- Problem to work on -
Please pick up the article on the California Supreme Court's ruling about costs in FEHA suits right after its last sentence and keep writing it.

Why it matters
To recoup costs in a Fair Employment and Housing Act (FEHA) suit, a prevailing employer must prove that a discrimination suit was “objectively groundless,” the California Supreme Court has ruled. “In FEHA cases, even ordinary litigation costs can be substantial, and the possibility of their assessment could significantly chill the vindication of employees’ civil rights,” the unanimous court wrote, citing statutory language and legislative history for support. The dispute over costs began with a discrimination suit filed by Captain Winn Williams against the Chino Valley Independent Fire District. When the fire department prevailed, it sought to recover its costs. A trial court agreed, ordering Williams to pay about $5,400. An appellate panel affirmed. But the state’s highest court said that most FEHA plaintiffs “probably experienced some period of unemployment,” and the possibility for a costs award to an employer “would tend to discourage even potentially meritorious suits by plaintiffs with limited financial resources.” The decision sets a difficult obstacle for employers to overcome to recover an award of costs, even when victorious in a FEHA suit.
Captain Winn Williams sued his former employer, the Chino Valley Independent Fire District, alleging disability discrimination in violation of the California Fair Employment and Housing Act (FEHA). A trial court granted summary judgment for the employer and the District requested costs as the prevailing party.
The court ordered Williams to pay $5,368.88 and the plaintiff appealed. He argued that in the absence of a finding that his action was frivolous, unreasonable, or groundless, the District should not have been awarded its costs. An appellate panel affirmed the order.
But emphasizing the statutory purpose behind FEHA, the state’s highest court reversed.
The question presented to the court involved the intersection of the state’s Civil Code with FEHA, the court explained. Code of Civil Procedure section 1032(b) guarantees prevailing parties in civil litigation awards of the costs expected in the litigation.
At the same time, Government Code section 12965(b) provides that “In civil actions brought under [FEHA], the court, in its discretion, may award to the prevailing party, including the department, reasonable attorney’s fees and costs, including expert witness fees.”
Williams argued that Government Code section 12965(b) operated as an express exception to Civil Code section 1032(b) and that the court’s discretion included an asymmetric understanding that a plaintiff’s action must be groundless before a cost award could be made to a prevailing defendant, pursuant to Christianburg Garment Co. v. EEOC, 434 U.S. 412 (1978), where the U.S. Supreme Court held that a prevailing defendant can receive an award of attorneys’ fees only if the plaintiff’s action was objectively groundless in certain federal civil rights actions.
Christianburg involved a Title VII claim, and the Justices wrote that the discretionary provision found in that statute was evidence of Congress’s desire to create a different standard for awards of fees to prevailing defendants than to prevailing plaintiffs. To award fees to a defendant simply because the plaintiff was ultimately unsuccessful would “substantially add to the risks” and “undercut the efforts of Congress” to promote the enforcement of Title VII, the high court said.

- Data rows -
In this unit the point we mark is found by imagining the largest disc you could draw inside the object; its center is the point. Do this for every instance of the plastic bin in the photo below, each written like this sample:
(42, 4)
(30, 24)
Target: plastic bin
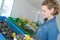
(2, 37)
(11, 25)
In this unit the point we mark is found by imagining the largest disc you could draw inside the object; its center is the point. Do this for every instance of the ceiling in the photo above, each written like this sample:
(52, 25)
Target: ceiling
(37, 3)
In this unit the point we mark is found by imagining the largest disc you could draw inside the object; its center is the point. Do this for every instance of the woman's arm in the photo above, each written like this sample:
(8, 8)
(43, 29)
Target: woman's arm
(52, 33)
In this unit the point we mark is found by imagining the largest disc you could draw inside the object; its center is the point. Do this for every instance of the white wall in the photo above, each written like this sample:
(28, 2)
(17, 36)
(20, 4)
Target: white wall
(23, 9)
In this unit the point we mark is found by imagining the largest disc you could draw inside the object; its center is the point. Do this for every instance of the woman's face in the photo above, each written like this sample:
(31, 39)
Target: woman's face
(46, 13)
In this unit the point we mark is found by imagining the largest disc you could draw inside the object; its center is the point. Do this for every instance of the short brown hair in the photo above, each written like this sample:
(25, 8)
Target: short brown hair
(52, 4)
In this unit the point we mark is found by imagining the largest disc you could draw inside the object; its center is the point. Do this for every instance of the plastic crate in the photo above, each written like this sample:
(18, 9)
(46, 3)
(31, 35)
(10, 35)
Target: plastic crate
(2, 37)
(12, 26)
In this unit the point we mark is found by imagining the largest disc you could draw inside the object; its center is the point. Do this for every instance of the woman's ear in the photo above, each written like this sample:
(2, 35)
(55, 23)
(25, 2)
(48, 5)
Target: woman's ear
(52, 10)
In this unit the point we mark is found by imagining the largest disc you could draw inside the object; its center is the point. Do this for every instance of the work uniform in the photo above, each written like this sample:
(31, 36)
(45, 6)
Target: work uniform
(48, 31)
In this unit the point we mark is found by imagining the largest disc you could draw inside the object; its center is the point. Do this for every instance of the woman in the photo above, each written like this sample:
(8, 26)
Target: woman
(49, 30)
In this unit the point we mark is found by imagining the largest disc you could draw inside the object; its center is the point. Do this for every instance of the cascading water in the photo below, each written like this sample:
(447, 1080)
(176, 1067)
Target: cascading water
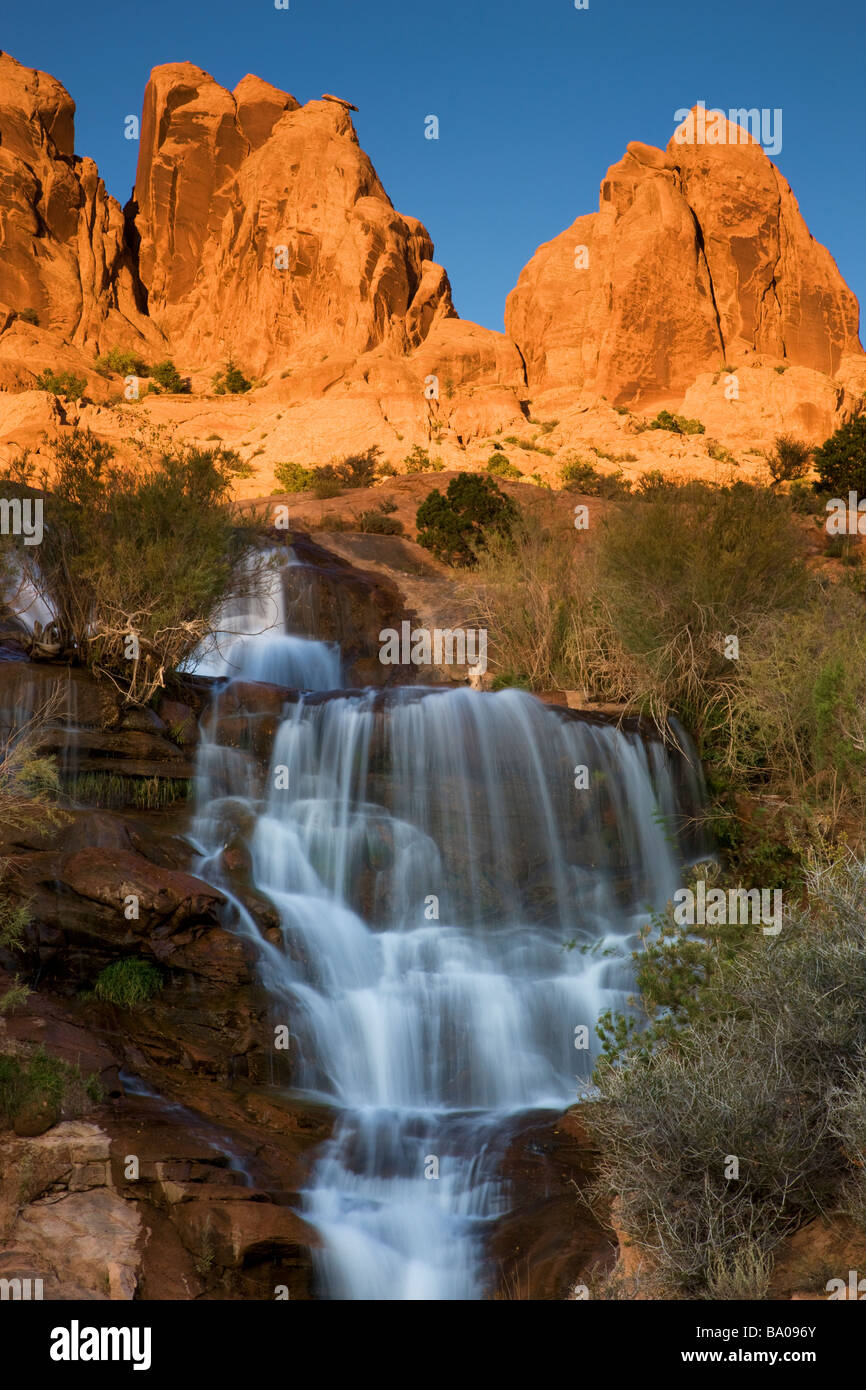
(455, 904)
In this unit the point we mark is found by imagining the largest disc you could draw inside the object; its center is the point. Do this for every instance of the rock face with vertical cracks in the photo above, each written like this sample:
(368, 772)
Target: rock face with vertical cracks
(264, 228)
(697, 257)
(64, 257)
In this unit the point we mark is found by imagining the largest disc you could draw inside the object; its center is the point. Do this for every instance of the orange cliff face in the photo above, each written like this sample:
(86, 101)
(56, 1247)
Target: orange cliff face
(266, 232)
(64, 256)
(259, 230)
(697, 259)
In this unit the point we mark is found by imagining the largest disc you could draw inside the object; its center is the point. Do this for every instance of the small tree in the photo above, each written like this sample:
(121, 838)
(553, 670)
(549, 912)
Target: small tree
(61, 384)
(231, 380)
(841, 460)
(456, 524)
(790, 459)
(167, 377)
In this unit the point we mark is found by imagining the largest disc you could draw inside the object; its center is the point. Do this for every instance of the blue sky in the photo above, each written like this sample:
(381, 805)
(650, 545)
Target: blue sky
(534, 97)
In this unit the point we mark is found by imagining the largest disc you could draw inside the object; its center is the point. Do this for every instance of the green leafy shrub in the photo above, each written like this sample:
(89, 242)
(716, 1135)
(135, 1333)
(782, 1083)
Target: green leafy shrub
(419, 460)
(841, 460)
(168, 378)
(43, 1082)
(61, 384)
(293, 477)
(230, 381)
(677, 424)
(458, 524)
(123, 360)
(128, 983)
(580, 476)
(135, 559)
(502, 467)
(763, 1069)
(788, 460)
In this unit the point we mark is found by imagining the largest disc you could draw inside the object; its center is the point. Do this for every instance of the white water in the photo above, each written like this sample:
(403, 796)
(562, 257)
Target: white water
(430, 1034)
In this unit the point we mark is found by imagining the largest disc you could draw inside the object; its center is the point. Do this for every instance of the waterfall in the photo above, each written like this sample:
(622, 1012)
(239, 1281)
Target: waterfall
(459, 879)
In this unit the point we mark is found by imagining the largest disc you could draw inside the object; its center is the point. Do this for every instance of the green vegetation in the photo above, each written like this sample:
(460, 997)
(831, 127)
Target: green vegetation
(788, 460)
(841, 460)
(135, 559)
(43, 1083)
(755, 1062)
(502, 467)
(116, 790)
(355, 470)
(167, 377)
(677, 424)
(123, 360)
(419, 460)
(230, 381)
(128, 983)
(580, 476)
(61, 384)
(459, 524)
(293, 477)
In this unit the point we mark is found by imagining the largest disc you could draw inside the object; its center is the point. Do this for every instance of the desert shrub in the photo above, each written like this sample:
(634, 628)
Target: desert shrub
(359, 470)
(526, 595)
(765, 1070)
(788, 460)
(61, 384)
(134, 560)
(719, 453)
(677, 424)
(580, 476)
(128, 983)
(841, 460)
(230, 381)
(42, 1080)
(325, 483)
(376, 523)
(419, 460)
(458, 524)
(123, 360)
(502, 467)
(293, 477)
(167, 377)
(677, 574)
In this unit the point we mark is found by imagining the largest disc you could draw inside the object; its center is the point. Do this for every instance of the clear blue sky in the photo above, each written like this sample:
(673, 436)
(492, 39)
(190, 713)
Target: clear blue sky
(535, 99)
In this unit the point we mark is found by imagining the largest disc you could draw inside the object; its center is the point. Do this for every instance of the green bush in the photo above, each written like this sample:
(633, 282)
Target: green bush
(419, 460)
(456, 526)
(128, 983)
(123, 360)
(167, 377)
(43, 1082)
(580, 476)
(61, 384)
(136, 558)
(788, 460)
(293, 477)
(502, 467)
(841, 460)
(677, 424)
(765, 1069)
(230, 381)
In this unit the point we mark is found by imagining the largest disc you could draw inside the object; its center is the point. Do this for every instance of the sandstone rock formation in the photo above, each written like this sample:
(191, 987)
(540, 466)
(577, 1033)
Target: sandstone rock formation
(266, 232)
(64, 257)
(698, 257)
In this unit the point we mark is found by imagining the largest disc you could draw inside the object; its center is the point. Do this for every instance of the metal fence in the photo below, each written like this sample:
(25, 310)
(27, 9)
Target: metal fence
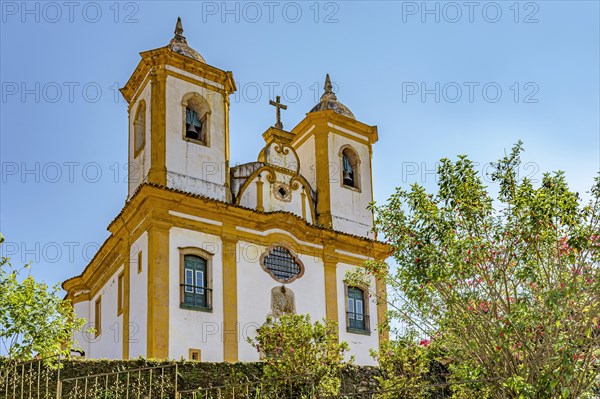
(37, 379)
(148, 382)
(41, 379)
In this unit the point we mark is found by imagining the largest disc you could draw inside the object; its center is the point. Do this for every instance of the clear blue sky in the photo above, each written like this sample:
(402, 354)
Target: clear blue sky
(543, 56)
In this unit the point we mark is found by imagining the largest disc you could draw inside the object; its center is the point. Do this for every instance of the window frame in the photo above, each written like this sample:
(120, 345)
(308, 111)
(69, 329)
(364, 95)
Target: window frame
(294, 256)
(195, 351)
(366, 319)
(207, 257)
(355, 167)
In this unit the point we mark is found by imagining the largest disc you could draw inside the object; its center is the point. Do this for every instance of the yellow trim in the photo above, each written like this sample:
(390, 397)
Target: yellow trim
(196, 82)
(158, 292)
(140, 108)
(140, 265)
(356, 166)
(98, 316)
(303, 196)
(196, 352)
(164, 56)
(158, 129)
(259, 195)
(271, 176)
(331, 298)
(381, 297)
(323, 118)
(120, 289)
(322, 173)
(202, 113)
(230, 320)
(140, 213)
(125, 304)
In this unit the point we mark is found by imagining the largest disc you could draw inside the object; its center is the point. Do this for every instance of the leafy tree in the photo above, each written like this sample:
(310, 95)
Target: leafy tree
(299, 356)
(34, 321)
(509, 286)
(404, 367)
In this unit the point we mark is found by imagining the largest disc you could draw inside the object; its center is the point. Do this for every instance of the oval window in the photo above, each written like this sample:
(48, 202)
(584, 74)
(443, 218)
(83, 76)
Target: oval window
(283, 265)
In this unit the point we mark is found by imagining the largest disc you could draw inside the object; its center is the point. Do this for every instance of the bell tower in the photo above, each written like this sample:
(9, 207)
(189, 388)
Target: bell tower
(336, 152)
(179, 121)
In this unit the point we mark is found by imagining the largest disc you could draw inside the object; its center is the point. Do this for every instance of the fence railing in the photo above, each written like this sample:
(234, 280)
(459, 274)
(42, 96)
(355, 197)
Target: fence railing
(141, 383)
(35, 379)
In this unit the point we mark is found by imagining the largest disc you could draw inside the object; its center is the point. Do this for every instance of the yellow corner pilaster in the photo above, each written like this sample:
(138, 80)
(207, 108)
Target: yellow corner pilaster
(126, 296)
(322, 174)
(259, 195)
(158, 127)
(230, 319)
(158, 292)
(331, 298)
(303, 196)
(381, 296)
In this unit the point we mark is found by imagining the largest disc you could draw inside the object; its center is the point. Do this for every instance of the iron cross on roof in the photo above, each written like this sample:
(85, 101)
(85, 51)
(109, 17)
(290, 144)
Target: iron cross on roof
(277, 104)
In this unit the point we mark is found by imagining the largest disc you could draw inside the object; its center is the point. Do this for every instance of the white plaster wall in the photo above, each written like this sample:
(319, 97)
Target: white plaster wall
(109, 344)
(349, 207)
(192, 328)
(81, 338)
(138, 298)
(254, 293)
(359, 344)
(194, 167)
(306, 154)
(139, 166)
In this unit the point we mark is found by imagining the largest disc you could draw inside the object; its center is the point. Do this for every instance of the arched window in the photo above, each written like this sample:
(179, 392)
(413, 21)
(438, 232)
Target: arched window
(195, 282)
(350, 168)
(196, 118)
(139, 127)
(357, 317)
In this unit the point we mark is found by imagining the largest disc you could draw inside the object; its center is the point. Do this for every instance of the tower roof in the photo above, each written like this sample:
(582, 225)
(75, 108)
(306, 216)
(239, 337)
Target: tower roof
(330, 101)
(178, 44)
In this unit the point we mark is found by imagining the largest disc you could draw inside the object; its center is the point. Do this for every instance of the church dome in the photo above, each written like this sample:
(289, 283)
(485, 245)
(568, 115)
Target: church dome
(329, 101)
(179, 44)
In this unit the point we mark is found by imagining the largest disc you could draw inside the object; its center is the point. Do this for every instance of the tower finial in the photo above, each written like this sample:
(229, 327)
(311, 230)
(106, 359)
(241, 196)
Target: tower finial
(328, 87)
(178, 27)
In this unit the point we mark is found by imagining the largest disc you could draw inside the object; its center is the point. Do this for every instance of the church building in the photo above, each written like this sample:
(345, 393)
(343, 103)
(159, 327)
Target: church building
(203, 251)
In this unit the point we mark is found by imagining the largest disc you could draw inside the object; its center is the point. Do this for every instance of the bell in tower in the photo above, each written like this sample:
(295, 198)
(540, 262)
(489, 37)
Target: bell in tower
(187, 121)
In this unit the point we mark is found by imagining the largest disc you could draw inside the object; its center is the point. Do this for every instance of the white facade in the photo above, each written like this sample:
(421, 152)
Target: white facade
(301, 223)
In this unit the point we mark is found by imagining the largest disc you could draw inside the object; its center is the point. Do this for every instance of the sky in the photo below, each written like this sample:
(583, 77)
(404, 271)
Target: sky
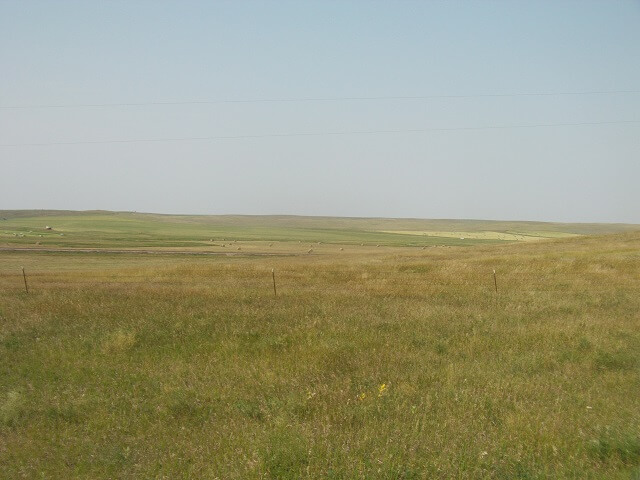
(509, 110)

- Response to this exercise -
As Christianburg involved attorneys’ fees, several courts have held that the decision does not apply to court costs, including the Second, Fifth, Seventh, Eighth, and Ninth U.S. Circuit Courts of Appeals. However, the California Supreme Court noted that the Ninth Circuit has applied Christianburg to costs in actions under the Rehabilitation Act as well as the Americans with Disabilities Act (ADA), “a provision of which gives trial courts discretion to award the prevailing party” reasonable attorneys’ fees—and costs, unlike Title VII.
The court first determined that the FEHA statute expressly directed the use of a different standard than the general costs statute, concluding that “Government Code section 12965(b) is an express exception to Code of Civil Procedure 1032(b) and the former, rather than the latter, therefore governs costs awards in FEHA cases.” Disavowing prior case law that appeared to direct otherwise, the court acknowledged that “[w]e spoke too broadly.”
An asymmetrical rule restricting awards to prevailing defendants was “consistent with the federal court interpretations of similar language in the ADA,” the court added, analogizing FEHA to the ADA and distinguishing it from Title VII, which does not have a provision making the award of costs discretionary with the trial courts.
Turning to the issue of how such discretion should be exercised when a defendant has prevailed, the California Supreme Court adopted the standard set forth in Christianburg. While Government Code section 12965(b) does not distinguish on its face between awards to FEHA plaintiffs and defendants, the legislative history and underlying policy distinctions reflected in that history “persuade us the Legislature intended that trial courts [should] use the asymmetrical standard of Christianburg as to both fees and costs,” the court wrote.
“We find inescapable the inference that the Legislature, in giving the trial courts discretion to award fees and costs to prevailing parties in employment discrimination suits, intended that discretion to be bounded by the Christianburg rule, or something very close to it,” the court said.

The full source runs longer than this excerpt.